■ ACTIONS TO TAKE
a. According to the article on Let's Encrypt rate limits, how many certificates does Let's Encrypt currently issue per hour?
b. Summarize the article on Let's Encrypt rate limits in two sentences.
c. Extend the article on Let's Encrypt rate limits from where it stops.

■ DOCUMENT
Scaling Our Rate Limits to Prepare for a Billion Active Certificates
Let’s Encrypt protects a vast portion of the Web by providing TLS certificates to over 550 million websites—a figure that has grown by 42% in the last year alone. We currently issue over 340,000 certificates per hour. To manage this immense traffic and maintain responsiveness under high demand, our infrastructure relies on rate limiting. In 2015, we introduced our first rate limiting system, built on MariaDB. It evolved alongside our rapidly growing service but eventually revealed its limits: straining database servers, forcing long reset times on subscribers, and slowing down every request.
We needed a solution built for the future—one that could scale with demand, reduce the load on MariaDB, and adapt to real-world subscriber request patterns. The result was a new rate limiting system powered by Redis and a proven virtual scheduling algorithm from the mid-90s. Efficient and scalable, and capable of handling over a billion active certificates.
Rate Limiting a Free Service is Hard
In 2015, Let’s Encrypt was in early preview, and we faced a unique challenge. We were poised to become incredibly popular, offering certificates freely and without requiring contact information or email verification. Ensuring fair usage and preventing abuse without traditional safeguards demanded an atypical approach to rate limiting.

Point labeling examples
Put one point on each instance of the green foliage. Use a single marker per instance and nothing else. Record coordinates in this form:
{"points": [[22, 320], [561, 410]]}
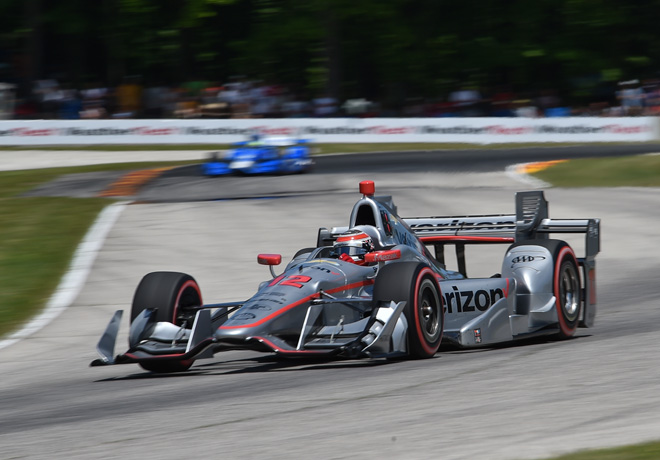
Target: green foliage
{"points": [[379, 50]]}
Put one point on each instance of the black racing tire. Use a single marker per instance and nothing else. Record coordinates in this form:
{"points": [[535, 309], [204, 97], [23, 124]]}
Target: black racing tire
{"points": [[566, 285], [417, 285], [170, 293]]}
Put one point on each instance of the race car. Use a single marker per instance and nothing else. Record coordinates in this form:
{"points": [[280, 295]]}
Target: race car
{"points": [[374, 289], [270, 155]]}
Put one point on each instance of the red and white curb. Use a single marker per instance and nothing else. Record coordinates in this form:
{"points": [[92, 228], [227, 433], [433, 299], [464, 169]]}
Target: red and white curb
{"points": [[522, 172]]}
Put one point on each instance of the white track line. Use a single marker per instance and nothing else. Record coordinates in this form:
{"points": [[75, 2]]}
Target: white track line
{"points": [[72, 282]]}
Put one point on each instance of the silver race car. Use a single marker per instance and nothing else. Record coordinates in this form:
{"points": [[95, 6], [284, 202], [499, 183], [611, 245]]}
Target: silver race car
{"points": [[376, 289]]}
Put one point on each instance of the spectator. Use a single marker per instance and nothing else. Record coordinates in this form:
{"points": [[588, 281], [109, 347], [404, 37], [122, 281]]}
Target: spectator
{"points": [[631, 97]]}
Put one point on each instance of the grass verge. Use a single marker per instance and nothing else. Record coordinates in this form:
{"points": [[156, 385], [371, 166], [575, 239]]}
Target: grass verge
{"points": [[38, 236], [632, 171]]}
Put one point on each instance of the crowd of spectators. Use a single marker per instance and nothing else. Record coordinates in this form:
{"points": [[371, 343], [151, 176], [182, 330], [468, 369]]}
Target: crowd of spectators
{"points": [[241, 98]]}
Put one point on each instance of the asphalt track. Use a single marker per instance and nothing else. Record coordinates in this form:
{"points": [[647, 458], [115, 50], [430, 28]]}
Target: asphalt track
{"points": [[530, 400]]}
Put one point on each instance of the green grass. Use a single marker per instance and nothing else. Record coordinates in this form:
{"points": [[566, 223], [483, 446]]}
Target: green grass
{"points": [[38, 236], [634, 171]]}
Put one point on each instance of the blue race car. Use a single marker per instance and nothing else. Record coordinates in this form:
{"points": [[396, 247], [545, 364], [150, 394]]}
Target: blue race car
{"points": [[275, 155]]}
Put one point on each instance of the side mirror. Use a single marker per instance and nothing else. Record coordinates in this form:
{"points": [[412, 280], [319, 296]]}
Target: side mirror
{"points": [[270, 260], [382, 256]]}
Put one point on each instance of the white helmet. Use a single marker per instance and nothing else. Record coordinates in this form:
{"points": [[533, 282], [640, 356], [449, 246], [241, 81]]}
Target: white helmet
{"points": [[355, 243]]}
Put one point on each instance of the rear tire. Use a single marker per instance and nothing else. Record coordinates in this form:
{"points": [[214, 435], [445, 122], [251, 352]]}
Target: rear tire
{"points": [[416, 284], [171, 294], [566, 286]]}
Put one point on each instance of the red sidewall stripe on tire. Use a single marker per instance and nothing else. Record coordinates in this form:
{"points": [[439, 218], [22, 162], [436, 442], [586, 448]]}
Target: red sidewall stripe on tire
{"points": [[565, 328], [420, 334]]}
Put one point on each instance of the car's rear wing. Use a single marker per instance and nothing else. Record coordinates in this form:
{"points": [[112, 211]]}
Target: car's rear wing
{"points": [[530, 222]]}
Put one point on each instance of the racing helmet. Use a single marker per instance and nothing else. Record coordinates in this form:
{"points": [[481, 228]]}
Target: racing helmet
{"points": [[354, 243]]}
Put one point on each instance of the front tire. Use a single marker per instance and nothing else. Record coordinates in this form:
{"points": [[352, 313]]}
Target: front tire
{"points": [[171, 294], [416, 284]]}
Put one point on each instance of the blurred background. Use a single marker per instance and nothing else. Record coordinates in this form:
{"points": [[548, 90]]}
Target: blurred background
{"points": [[70, 59]]}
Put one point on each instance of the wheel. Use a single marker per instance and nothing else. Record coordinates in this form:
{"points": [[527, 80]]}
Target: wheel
{"points": [[171, 293], [416, 284], [566, 285], [567, 291]]}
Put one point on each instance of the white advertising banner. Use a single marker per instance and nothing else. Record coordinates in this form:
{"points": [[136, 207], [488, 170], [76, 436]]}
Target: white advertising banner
{"points": [[331, 130]]}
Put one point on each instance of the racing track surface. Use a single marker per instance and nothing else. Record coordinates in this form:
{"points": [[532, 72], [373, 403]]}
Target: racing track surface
{"points": [[525, 401]]}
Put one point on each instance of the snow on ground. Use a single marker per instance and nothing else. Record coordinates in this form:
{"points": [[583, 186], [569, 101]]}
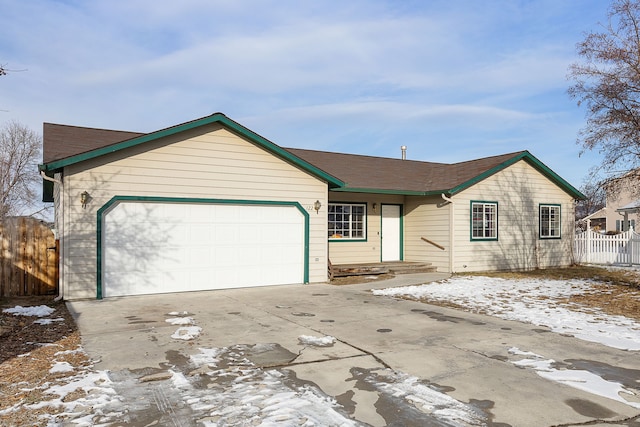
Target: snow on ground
{"points": [[229, 390], [538, 302], [534, 301], [576, 378]]}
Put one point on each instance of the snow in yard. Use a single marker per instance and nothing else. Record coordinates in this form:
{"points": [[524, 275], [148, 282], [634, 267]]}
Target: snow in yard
{"points": [[38, 311], [532, 301], [222, 387], [538, 302], [325, 341]]}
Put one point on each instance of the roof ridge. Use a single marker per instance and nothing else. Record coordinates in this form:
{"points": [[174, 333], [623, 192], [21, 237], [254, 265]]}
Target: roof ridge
{"points": [[364, 155], [93, 128]]}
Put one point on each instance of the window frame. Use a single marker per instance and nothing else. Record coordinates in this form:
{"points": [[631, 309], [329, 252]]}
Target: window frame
{"points": [[362, 205], [472, 221], [550, 206]]}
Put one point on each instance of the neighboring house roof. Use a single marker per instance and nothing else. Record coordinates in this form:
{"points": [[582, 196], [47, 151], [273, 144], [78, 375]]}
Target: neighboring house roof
{"points": [[631, 207], [396, 176], [63, 141], [67, 141], [65, 145], [600, 213]]}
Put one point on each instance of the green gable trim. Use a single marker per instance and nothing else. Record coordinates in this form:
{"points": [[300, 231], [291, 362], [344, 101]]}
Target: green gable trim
{"points": [[104, 209], [379, 191], [214, 118], [530, 159]]}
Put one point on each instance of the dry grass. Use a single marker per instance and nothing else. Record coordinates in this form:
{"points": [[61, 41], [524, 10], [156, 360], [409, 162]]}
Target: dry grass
{"points": [[616, 291], [27, 353]]}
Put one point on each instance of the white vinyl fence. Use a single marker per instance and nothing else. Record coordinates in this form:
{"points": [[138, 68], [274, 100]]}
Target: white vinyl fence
{"points": [[595, 248]]}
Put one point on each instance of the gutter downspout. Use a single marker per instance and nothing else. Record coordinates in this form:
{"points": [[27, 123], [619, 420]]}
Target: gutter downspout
{"points": [[451, 231], [59, 182]]}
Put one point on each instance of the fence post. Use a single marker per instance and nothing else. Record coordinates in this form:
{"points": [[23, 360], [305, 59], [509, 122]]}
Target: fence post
{"points": [[588, 244]]}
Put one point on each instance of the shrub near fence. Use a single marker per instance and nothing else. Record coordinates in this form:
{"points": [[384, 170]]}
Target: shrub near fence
{"points": [[595, 248], [28, 258]]}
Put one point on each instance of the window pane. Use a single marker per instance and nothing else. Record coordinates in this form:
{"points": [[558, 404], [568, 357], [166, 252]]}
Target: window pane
{"points": [[347, 221]]}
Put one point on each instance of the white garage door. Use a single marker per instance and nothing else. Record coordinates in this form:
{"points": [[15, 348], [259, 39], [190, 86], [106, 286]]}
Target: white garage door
{"points": [[174, 247]]}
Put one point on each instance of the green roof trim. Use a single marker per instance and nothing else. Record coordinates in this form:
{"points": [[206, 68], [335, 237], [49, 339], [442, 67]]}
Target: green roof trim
{"points": [[214, 118], [531, 160], [380, 191]]}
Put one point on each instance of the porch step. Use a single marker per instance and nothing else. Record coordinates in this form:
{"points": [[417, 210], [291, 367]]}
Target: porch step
{"points": [[343, 270]]}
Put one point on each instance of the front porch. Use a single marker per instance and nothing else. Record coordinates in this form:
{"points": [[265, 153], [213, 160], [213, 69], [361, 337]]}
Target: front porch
{"points": [[376, 268]]}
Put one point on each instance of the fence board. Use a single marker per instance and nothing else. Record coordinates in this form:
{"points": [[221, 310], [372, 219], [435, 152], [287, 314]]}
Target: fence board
{"points": [[28, 258], [595, 248]]}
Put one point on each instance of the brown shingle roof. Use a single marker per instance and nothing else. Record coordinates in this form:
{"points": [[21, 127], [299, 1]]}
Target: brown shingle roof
{"points": [[62, 141], [344, 172], [366, 172]]}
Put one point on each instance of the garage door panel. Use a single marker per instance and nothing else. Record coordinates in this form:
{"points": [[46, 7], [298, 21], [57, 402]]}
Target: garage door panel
{"points": [[165, 247]]}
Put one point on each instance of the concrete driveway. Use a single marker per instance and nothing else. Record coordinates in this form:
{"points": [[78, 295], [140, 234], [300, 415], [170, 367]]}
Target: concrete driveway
{"points": [[463, 355]]}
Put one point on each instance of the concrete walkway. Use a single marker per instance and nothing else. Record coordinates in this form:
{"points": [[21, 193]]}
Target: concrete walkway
{"points": [[463, 354]]}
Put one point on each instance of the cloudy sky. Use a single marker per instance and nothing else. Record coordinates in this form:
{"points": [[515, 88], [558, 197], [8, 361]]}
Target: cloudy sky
{"points": [[451, 79]]}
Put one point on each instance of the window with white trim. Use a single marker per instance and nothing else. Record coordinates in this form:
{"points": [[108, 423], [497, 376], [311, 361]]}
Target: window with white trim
{"points": [[549, 221], [347, 220], [484, 221]]}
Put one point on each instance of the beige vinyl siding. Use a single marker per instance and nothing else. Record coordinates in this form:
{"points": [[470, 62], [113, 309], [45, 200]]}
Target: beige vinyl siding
{"points": [[369, 250], [428, 217], [210, 163], [623, 194], [518, 190]]}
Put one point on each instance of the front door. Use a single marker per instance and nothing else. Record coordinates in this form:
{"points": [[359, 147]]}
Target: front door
{"points": [[391, 235]]}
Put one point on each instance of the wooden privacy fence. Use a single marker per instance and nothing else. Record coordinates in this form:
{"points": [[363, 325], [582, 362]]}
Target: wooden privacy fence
{"points": [[595, 248], [28, 258]]}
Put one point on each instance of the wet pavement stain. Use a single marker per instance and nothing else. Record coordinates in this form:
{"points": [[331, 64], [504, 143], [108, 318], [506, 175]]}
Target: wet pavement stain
{"points": [[346, 401], [441, 317], [589, 409], [486, 406], [629, 378], [267, 355]]}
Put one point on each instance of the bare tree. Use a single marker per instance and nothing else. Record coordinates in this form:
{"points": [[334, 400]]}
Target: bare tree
{"points": [[596, 198], [19, 155], [607, 82]]}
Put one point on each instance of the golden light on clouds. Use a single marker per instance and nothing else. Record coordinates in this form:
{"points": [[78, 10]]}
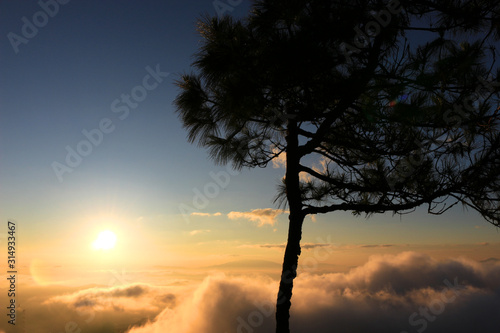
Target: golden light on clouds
{"points": [[106, 240]]}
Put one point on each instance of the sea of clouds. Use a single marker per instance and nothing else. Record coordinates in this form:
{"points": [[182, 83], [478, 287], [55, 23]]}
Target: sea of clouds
{"points": [[405, 293]]}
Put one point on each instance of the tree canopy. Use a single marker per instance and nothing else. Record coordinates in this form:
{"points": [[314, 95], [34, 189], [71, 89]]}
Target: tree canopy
{"points": [[398, 101]]}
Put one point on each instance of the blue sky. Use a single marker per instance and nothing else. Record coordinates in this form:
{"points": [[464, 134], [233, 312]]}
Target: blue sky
{"points": [[74, 76]]}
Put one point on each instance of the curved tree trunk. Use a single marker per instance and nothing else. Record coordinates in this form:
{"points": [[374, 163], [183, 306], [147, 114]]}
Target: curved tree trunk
{"points": [[296, 218]]}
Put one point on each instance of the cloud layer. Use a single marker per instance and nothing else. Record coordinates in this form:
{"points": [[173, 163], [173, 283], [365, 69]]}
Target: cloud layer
{"points": [[266, 216], [405, 293], [409, 292]]}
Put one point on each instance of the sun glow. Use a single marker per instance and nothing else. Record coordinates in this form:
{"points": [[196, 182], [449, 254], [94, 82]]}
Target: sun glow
{"points": [[106, 240]]}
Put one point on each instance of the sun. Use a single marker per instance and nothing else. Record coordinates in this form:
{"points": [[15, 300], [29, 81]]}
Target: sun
{"points": [[106, 240]]}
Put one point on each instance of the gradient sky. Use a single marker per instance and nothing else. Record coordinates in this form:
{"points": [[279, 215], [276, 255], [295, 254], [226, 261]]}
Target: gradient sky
{"points": [[135, 182]]}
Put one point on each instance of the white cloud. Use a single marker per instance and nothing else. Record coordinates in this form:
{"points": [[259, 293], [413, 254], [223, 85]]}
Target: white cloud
{"points": [[261, 216], [205, 214], [409, 292]]}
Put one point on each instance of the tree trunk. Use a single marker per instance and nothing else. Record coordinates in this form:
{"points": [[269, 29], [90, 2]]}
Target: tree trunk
{"points": [[296, 218]]}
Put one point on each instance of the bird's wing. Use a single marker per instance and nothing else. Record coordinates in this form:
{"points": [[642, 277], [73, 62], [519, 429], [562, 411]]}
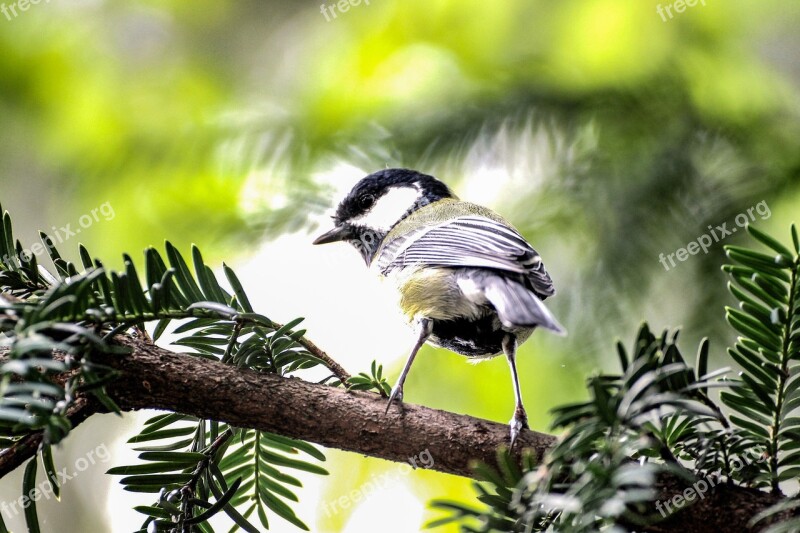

■ FINAL ANSWERS
a. Over 340,000 certificates per hour.

b. Let's Encrypt, which provides TLS certificates to over 550 million websites, relies on rate limiting, but its original MariaDB-based system from 2015 eventually strained database servers, forced long reset times, and slowed every request. To scale toward over a billion active certificates, it built a new rate limiting system powered by Redis and a virtual scheduling algorithm from the mid-90s.

c.
We decided to limit the number of certificates issued—per week—for each registered domain. Registered domains are a limited resource with real costs, making them a natural and effective basis for rate limiting—one that mirrors the structure of the Web itself. Specifically, this approach targets the effective Top-Level Domain (eTLD), as defined by the Public Suffix List (PSL), plus one additional label to the left. For example, in new.blog.example.co.uk
, the eTLD is .co.uk
, making example.co.uk
the eTLD+1.
Counting Events Was Easy
For each successfully issued certificate, we logged an entry in a table that recorded the registered domain, the issuance date, and other relevant details. To enforce rate limits, the system scanned this table, counted the rows matching a given registered domain within a specific time window, and compared the total to a configured threshold. This simple design formed the basis for all future rate limits.
Counting a Lot of Events Got Expensive
By 2019, we had added six new rate limits to protect our infrastructure as demand for certificates surged. Enforcing these limits required frequent scans of database tables to count recent matching events. These operations, especially on our heavily-used authorizations table, caused significant overhead, with reads outpacing all other tables—often by an order of magnitude.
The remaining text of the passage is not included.